## [Page extract]
++++++++
To get weighted precision and recall measures, we then weight the results for each pair by the word's frequency in the entire corpus (not just the training corpus). This models how likely we are to have learned the correct meaning for an arbitrarily chosen word in the corpus. We generated several lexicons and associated corpora, varying the ambiguity rate (number of meanings per word) and synonymy rate (number of words per meaning), as in Siskind (1996). Meaning representations were generated using a set of ``conceptual symbols'' that combined to form the meaning for each word. The number of conceptual symbols used in each lexicon will be noted when we describe each corpus below. In each lexicon, 47.5% of the senses were variable-free to simulate noun-like meanings, and 47.5% contained from one to three variables to denote open argument positions to simulate verb-like meanings. The remainder of the words (the remaining 5%) had the empty meaning to simulate function words. In addition, the functors in each meaning could have a depth of up to two and an arity of up to two. An example noun-like meaning is f23(f2(f14)), and a verb-meaning f10(A,f15(B)); the conceptual symbols in this example are f23, f2, f14, f10, and f15. By using these multi-level meaning representations we demonstrate the learning of more complex representations than those in the geography database domain: none of the hand-built meanings for phrases in that lexicon had functors embedded in arguments. We used a grammar to generate utterances and their meanings from each original lexicon, with terminal categories selected using a distribution based on Zipf's Law [Zipf1949]. Under Zipf's Law, the occurrence frequency of a word is inversely proportional to its ranking by occurrence. We started with a baseline corpus generated from a lexicon of 100 words using 25 conceptual symbols and no ambiguity or synonymy; 1949 sentence-meaning pairs were generated. We split this into five training sets of 1700 sentences each. Figure 16 shows the weighted precision and recall curves for this initial test.
  
Figure 16: Baseline Artificial Corpus
\begin{figure}\centerline{\epsfxsize=4.5in
\epsfbox{artif-1.ps}}
\end{figure}

This demonstrates good scalability to a slightly larger corpus and lexicon than that of the U.S. geography query domain. A second corpus was generated from a second lexicon, also of 100 words using 25 conceptual symbols, but increasing the ambiguity to 1.25 meanings per word. This time, 1937 pairs were generated and the corpus split into five sets of 1700 training examples each. Weighted precision at 1650 examples drops to 65.4% from the previous level of 99.3%, and weighted recall to 58.9% from 99.3%. The full learning curve is shown in Figure 17.
++++++++
## [Recorded information]

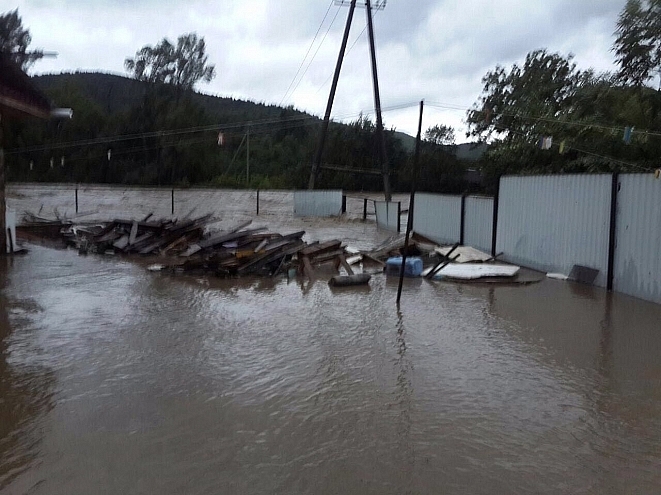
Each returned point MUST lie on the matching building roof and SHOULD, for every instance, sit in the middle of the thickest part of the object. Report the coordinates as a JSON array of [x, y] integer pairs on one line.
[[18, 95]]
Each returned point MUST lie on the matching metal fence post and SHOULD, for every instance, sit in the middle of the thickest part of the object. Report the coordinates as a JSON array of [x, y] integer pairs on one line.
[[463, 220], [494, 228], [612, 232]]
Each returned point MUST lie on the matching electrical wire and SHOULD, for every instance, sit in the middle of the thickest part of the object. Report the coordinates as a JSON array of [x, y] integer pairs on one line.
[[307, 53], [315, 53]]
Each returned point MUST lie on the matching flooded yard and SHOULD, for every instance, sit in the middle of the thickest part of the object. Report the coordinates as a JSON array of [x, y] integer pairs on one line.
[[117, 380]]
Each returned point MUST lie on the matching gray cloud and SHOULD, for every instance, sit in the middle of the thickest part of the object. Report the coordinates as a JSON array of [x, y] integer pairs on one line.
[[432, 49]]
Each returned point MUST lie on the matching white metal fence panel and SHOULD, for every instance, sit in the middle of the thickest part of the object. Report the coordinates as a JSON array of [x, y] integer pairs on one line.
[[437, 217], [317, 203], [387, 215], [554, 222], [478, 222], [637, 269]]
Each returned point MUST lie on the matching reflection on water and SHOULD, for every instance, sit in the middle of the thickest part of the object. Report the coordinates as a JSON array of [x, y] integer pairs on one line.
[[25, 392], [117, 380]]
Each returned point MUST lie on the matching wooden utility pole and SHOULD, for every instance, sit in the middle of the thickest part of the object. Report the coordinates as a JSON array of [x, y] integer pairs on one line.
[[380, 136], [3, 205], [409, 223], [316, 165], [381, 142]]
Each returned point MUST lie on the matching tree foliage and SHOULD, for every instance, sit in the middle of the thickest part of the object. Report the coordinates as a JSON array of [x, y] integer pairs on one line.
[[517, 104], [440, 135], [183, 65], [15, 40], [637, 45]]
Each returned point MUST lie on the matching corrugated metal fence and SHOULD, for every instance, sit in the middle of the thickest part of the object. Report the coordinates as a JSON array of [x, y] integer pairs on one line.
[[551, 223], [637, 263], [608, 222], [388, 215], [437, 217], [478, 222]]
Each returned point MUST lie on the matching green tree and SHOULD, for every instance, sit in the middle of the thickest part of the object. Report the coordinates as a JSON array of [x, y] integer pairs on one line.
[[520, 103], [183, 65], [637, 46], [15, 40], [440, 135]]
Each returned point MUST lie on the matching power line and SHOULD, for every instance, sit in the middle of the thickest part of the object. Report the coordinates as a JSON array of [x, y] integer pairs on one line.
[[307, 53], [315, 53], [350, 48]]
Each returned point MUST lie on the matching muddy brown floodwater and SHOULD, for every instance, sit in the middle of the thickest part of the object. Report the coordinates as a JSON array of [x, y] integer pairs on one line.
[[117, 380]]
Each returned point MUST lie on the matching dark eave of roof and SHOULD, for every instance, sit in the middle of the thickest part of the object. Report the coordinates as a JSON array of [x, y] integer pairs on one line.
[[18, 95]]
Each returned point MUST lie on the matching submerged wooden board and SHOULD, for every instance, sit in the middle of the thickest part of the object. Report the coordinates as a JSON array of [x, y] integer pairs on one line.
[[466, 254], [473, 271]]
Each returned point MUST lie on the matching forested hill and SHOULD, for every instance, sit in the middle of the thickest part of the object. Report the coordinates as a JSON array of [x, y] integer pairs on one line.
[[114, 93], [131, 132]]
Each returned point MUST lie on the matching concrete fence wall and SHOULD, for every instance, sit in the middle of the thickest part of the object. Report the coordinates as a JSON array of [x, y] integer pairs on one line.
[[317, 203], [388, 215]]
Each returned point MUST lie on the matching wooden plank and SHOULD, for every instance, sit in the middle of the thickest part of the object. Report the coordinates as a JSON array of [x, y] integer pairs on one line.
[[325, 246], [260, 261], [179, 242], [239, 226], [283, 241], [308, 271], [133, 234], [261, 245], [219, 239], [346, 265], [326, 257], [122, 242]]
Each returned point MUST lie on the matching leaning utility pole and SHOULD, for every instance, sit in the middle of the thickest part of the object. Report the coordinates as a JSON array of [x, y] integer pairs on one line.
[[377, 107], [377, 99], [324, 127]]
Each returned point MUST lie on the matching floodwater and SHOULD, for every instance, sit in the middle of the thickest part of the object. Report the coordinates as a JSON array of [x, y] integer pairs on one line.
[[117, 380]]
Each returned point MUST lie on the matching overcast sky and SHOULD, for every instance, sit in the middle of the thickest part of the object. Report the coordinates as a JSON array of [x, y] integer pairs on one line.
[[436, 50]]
++++++++
## [Work instructions]
1 - From the passage on artificial corpora, render this sentence in Spanish: "Under Zipf's Law, the occurrence frequency of a word is inversely proportional to its ranking by occurrence."
2 - Continue the passage on artificial corpora, starting right after its final sentence.

## [The answers]
1 - Según la ley de Zipf, la frecuencia de aparición de una palabra es inversamente proporcional a su puesto en la clasificación por número de apariciones.

2 -
  
Figure 17: A More Ambiguous Artificial Corpus
\begin{figure}\centerline{\epsfxsize=4.5in
\epsfbox{artif-2.ps}}
\end{figure}

A quick comparison to Siskind's performance on this corpus confirmed that his system achieved comparable performance, showing that with current methods, this is close to the best performance that we are able to obtain on this more difficult corpus. One possible explanation for the smaller performance difference between the two systems on this corpus versus the geography domain is that in this domain, the correct meaning for a word is not necessarily the most ``general,'' in terms of number of vertices, of all its candidate meanings. Therefore, the generality portion of the heuristic may negatively influence the performance of WOLFIE in this domain. Finally, we show the change in performance with increasing ambiguity and increasing synonymy, holding the number of words and conceptual symbols constant. Figure 18 shows the weighted precision and recall with 1050 training examples for increasing levels of ambiguity, holding the synonymy level constant. Figure 19 shows the results at increasing levels of synonymy, holding ambiguity constant. Increasing the level of synonymy does not effect the results as much as increasing the level of ambiguity, which is as we expected. Holding the corpus size constant but increasing the number of competing meanings for a word increases the number of candidate meanings created by WOLFIE while decreasing the amount of evidence available for each meaning (e.g., the first component of the heuristic measure) and makes the learning task more difficult. On the other hand, increasing the level of synonymy does not have the potential to mislead the learner.
  
Figure 18: Increasing the Level of Ambiguity
\begin{figure}\centerline{\epsfxsize=4.5in \epsfbox{ambig.ps}}
\end{figure}


  
Figure 19: Increasing the Level of Synonymy
\begin{figure}\centerline{\epsfxsize=4.5in \epsfbox{synon.ps}}
\end{figure}

The number of training examples required to reach a certain level of accuracy is also informative. In Table 4, we show the point at which a standard precision of 75% was first reached for each level of ambiguity. Note, however, that we only measured accuracy after each set of 100 training examples, so the numbers in the table are approximate.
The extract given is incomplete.